--- start Selection ---
[prev in list] [next in list] [prev in thread] [next in thread] 

List:       linux-kernel
Subject:    Re: ptrace single-stepping change breaks Wine
From:       Linus Torvalds <torvalds () osdl ! org>
Date:       2004-12-31 22:01:08
Message-ID: Pine.LNX.4.58.0412311359460.2280 () ppc970 ! osdl ! org
[Download RAW message or body]

On Fri, 31 Dec 2004, Davide Libenzi wrote:
> 
> I don't think Linus ever posted a POPF-only patch. Try to comment those 
> lines in his POPF patch ...

Here the two patches are independently, if people want to take a look.

If somebody wants to split (and test) the TF-careful thing further (the
"send_sigtrap()" changes are independent, I think), that would be
wonderful... Hint hint.

		Linus
["TF-careful" (TEXT/PLAIN)]

# This is a BitKeeper generated diff -Nru style patch.
#
# ChangeSet
#   2004/12/31 13:29:27-08:00 torvalds@evo.osdl.org 
#   Use common helper routine to send debug event SIGTRAPs
#   
#   Also be more careful with setting and clearing TF: don't
#   set it unless we really need to, and don't clear it unless
#   it was set by the kernel.
# 
# include/asm-i386/ptrace.h
#   2004/12/31 13:29:16-08:00 torvalds@evo.osdl.org +1 -0
#   Use common helper routine to send debug event SIGTRAPs
#   
#   Also be more careful with setting and clearing TF: don't
#   set it unless we really need to, and don't clear it unless
#   it was set by the kernel.
# 
# arch/i386/kernel/traps.c
#   2004/12/31 13:29:16-08:00 torvalds@evo.osdl.org +12 -14
#   Use common helper routine to send debug event SIGTRAPs
#   
#   Also be more careful with setting and clearing TF: don't
#   set it unless we really need to, and don't clear it unless
#   it was set by the kernel.
# 
# arch/i386/kernel/signal.c
#   2004/12/31 13:29:16-08:00 torvalds@evo.osdl.org +7 -21
#   Use common helper routine to send debug event SIGTRAPs
#   
#   Also be more careful with setting and clearing TF: don't
#   set it unless we really need to, and don't clear it unless
#   it was set by the kernel.
--- end Selection ---
* [Written exercise]: Could you extend the ptrace single-stepping patch post above, picking up right after its final line? The records that come next are separate material with no connection to the ptrace patch post above.
--- start Information shown ---
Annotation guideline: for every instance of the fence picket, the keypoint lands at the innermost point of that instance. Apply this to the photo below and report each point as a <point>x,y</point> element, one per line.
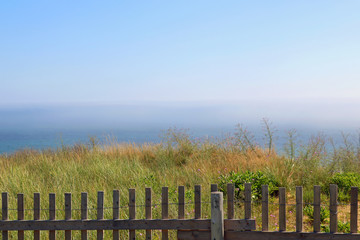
<point>181,202</point>
<point>116,212</point>
<point>265,207</point>
<point>84,213</point>
<point>197,201</point>
<point>317,202</point>
<point>354,210</point>
<point>333,208</point>
<point>36,214</point>
<point>230,200</point>
<point>68,215</point>
<point>247,200</point>
<point>5,216</point>
<point>132,211</point>
<point>52,214</point>
<point>100,213</point>
<point>165,210</point>
<point>282,209</point>
<point>148,210</point>
<point>214,188</point>
<point>299,209</point>
<point>20,197</point>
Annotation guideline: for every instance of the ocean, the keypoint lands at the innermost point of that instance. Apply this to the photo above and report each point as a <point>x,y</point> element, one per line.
<point>12,140</point>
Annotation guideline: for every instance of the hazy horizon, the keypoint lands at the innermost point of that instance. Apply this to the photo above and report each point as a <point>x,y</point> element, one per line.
<point>86,65</point>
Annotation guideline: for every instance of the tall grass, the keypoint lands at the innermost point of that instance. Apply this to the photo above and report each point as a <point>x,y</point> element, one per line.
<point>179,159</point>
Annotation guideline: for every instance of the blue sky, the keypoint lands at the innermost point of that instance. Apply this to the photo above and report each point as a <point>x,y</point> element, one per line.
<point>292,60</point>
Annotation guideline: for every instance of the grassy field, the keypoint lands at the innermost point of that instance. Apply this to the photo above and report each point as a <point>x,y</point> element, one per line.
<point>178,160</point>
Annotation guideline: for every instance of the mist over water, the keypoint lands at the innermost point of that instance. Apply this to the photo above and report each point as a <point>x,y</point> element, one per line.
<point>42,127</point>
--- end Information shown ---
* [Right answer]:
# 
# arch/i386/kernel/ptrace.c
#   2004/12/31 13:29:15-08:00 torvalds@evo.osdl.org +58 -15
#   Use common helper routine to send debug event SIGTRAPs
#   
#   Also be more careful with setting and clearing TF: don't
#   set it unless we really need to, and don't clear it unless
#   it was set by the kernel.
# 
diff -Nru a/arch/i386/kernel/ptrace.c b/arch/i386/kernel/ptrace.c
--- a/arch/i386/kernel/ptrace.c	2004-12-31 13:34:35 -08:00
+++ b/arch/i386/kernel/ptrace.c	2004-12-31 13:34:35 -08:00
@@ -42,6 +42,12 @@
  */
 #define EFL_OFFSET ((EFL-2)*4-sizeof(struct pt_regs))
 
+static inline struct pt_regs *get_child_regs(struct task_struct *task)
+{
+	void *stack_top = (void *)task->thread.esp0;
+	return stack_top - sizeof(struct pt_regs);
+}
+
 /*
  * this routine will get a word off of the processes privileged stack. 
  * the offset is how far from the base addr as stored in the TSS.  
@@ -140,22 +146,35 @@
 
 static void set_singlestep(struct task_struct *child)
 {
-	long eflags;
+	struct pt_regs *regs = get_child_regs(child);
 
+	/*
+	 * Always set TIF_SINGLESTEP - this guarantees that 
+	 * we single-step system calls etc..  This will also
+	 * cause us to set TF when returning to user mode.
+	 */
 	set_tsk_thread_flag(child, TIF_SINGLESTEP);
-	eflags = get_stack_long(child, EFL_OFFSET);
-	put_stack_long(child, EFL_OFFSET, eflags | TRAP_FLAG);
+
+	/*
+	 * If TF was already set, don't do anything else
+	 */
+	if (regs->eflags & TRAP_FLAG)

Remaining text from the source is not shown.